- Description of the task -
Collect every line below that contains the word "streetcar", and copy each of those lines in full. Case counts, so a match must have the same capitals and lowercase letters.

++++++++++++++++++++

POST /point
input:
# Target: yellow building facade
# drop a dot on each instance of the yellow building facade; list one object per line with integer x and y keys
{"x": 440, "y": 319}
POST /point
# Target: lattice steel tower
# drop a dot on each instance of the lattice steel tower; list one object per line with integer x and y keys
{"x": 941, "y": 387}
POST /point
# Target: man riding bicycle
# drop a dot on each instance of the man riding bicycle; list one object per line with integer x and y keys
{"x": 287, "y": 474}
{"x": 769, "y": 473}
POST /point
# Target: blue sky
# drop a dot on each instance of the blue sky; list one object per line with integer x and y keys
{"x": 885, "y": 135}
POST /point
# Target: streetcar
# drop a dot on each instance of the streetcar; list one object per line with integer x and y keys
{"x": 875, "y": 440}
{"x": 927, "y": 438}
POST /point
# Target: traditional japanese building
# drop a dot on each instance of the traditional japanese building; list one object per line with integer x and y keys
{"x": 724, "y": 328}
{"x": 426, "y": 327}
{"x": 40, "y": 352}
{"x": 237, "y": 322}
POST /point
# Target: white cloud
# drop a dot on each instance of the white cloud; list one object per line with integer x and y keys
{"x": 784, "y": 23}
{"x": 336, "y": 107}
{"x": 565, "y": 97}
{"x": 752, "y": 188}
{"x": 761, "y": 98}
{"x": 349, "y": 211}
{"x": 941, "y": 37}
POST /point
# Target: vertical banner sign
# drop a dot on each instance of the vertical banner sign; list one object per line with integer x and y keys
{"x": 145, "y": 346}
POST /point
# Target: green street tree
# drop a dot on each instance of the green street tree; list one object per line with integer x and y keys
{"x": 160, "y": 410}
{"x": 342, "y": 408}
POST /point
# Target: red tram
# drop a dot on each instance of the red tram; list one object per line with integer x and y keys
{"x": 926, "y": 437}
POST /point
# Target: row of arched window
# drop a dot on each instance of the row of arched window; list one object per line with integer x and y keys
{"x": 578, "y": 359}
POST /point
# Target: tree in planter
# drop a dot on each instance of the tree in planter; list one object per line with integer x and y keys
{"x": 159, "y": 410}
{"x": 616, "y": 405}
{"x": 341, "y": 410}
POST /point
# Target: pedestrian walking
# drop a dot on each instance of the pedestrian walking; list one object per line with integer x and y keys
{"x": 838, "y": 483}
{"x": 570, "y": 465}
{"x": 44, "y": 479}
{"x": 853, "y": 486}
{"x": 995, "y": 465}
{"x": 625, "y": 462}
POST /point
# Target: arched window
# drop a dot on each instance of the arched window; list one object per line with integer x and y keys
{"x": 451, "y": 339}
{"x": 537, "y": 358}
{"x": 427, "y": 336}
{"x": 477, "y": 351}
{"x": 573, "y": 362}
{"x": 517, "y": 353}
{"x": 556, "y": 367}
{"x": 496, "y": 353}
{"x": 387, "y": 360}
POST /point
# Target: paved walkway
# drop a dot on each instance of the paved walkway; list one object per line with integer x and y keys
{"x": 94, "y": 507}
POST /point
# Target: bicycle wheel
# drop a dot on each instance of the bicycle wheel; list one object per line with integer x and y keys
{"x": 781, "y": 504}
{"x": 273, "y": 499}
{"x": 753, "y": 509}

++++++++++++++++++++

- Response -
# Target: streetcar
# drop a dot on each instance of the streetcar; list one object per line with integer x and y keys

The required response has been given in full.